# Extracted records
· · · ·
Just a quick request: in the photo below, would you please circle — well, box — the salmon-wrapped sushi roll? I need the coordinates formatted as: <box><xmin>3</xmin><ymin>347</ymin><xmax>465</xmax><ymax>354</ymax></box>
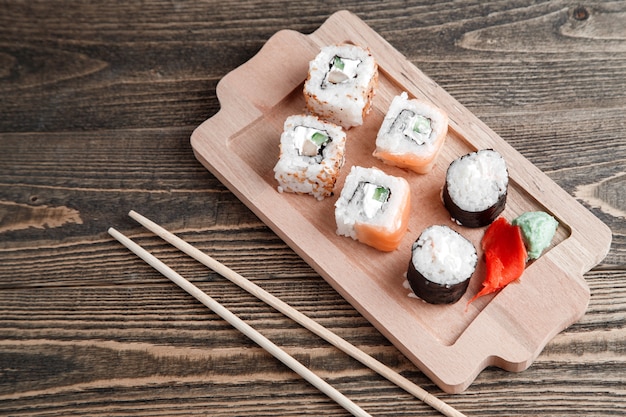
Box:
<box><xmin>273</xmin><ymin>114</ymin><xmax>347</xmax><ymax>200</ymax></box>
<box><xmin>304</xmin><ymin>44</ymin><xmax>378</xmax><ymax>129</ymax></box>
<box><xmin>335</xmin><ymin>166</ymin><xmax>410</xmax><ymax>252</ymax></box>
<box><xmin>373</xmin><ymin>92</ymin><xmax>448</xmax><ymax>174</ymax></box>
· · · ·
# Work to be completed
Return each of the lines exactly as they appear above, with no images.

# Reply
Just a quick request: in the photo below, would you please circle — well, box — the salmon-wrapped sushi roll? I need the coordinates formatted as: <box><xmin>3</xmin><ymin>347</ymin><xmax>465</xmax><ymax>354</ymax></box>
Box:
<box><xmin>273</xmin><ymin>114</ymin><xmax>347</xmax><ymax>200</ymax></box>
<box><xmin>304</xmin><ymin>44</ymin><xmax>378</xmax><ymax>129</ymax></box>
<box><xmin>335</xmin><ymin>166</ymin><xmax>410</xmax><ymax>252</ymax></box>
<box><xmin>373</xmin><ymin>92</ymin><xmax>448</xmax><ymax>174</ymax></box>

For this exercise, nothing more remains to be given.